Text under study:
=== Begin Enclosure ===

Connor Gibson, a 22-year-old dental technology manager at RAM, taught himself dentistry and 3D printing to build the first mobile denture lab in the United States, delivering free, custom dentures in hours instead of months for Americans who cannot afford them.
For people who have lost their teeth and have no way to pay to replace them, a new set of dentures has long meant a wait measured in months, if they could get them at all. The traditional method, with its molds, casts, and repeat visits, could stretch to three months at Remote Area Medical (RAM). Connor Gibson, a 22-year-old engineer, collapsed that timeline into a single clinic weekend.

=== End Enclosure ===

Supplied data:

=== Begin Enclosure ===

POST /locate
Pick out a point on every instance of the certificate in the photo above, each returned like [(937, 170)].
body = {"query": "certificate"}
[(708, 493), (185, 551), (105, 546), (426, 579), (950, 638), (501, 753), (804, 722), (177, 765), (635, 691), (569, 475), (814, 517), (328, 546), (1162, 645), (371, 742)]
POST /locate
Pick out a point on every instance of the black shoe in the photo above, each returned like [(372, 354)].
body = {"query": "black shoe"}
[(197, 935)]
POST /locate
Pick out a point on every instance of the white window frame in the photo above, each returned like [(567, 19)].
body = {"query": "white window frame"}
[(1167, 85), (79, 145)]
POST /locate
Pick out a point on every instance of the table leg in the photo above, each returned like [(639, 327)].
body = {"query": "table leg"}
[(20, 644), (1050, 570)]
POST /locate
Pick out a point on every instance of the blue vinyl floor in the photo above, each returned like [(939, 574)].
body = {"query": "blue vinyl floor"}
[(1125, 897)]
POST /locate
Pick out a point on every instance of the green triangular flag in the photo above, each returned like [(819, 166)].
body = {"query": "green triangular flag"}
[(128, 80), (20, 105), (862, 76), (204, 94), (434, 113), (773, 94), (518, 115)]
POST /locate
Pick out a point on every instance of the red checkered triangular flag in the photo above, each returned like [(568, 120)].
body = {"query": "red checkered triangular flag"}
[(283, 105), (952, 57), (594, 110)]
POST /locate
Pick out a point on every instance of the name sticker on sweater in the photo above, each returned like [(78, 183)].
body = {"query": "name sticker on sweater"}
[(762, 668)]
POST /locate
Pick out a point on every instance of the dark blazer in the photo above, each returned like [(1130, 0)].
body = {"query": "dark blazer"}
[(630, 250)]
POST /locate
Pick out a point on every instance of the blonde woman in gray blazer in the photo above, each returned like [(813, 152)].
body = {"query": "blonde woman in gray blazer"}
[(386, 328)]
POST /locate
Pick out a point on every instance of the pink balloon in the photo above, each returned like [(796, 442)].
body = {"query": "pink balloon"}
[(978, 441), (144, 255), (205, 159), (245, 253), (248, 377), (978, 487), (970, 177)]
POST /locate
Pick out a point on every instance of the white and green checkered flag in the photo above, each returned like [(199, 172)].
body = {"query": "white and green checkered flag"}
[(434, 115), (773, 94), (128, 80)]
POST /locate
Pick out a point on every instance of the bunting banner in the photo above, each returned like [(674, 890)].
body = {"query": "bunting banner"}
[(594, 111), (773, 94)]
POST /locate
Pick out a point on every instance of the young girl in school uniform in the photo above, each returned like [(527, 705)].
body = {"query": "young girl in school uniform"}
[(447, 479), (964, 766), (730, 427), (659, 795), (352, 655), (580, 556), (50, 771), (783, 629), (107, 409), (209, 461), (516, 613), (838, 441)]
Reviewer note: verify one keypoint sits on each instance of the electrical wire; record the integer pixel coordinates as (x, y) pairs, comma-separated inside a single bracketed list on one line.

=== End Enclosure ===

What you will do:
#1 According to the text about the mobile denture lab, how long could the traditional denture method take at Remote Area Medical?
#2 Carry on the text about the mobile denture lab, starting right after its last sentence.

Answers by item:
#1 Up to three months.

#2
Gibson, a native of rural Seymour, Tennessee, came to the problem with no background in either dentistry or 3D printing. He first encountered RAM after seeing the 2020 documentary “Medicine Man: The Stan Brock Story” at a theater with his father in 2023. He had never heard of the nonprofit, despite its being headquartered in his own corner of the state. He began volunteering while studying engineering at Walters State Community College, at first simply escorting patients between the vision, dental, and medical stations, but quickly set out to speed up how dentures were made.
He taught himself the rest. Gibson had trained in computer-aided design, and he studied dental anatomy and the mechanics of 3D printing the way he would prepare for an exam, working through videos and documents until he could design a denture and print it. RAM CEO Chris Hall told CNN that Gibson taught himself the bulk of the dental vocabulary and anatomy needed to carry the project forward. The result was RAM’s Mobile Digital Denture Lab, which shrank denture delivery from three months to a few hours and cut costs along the way.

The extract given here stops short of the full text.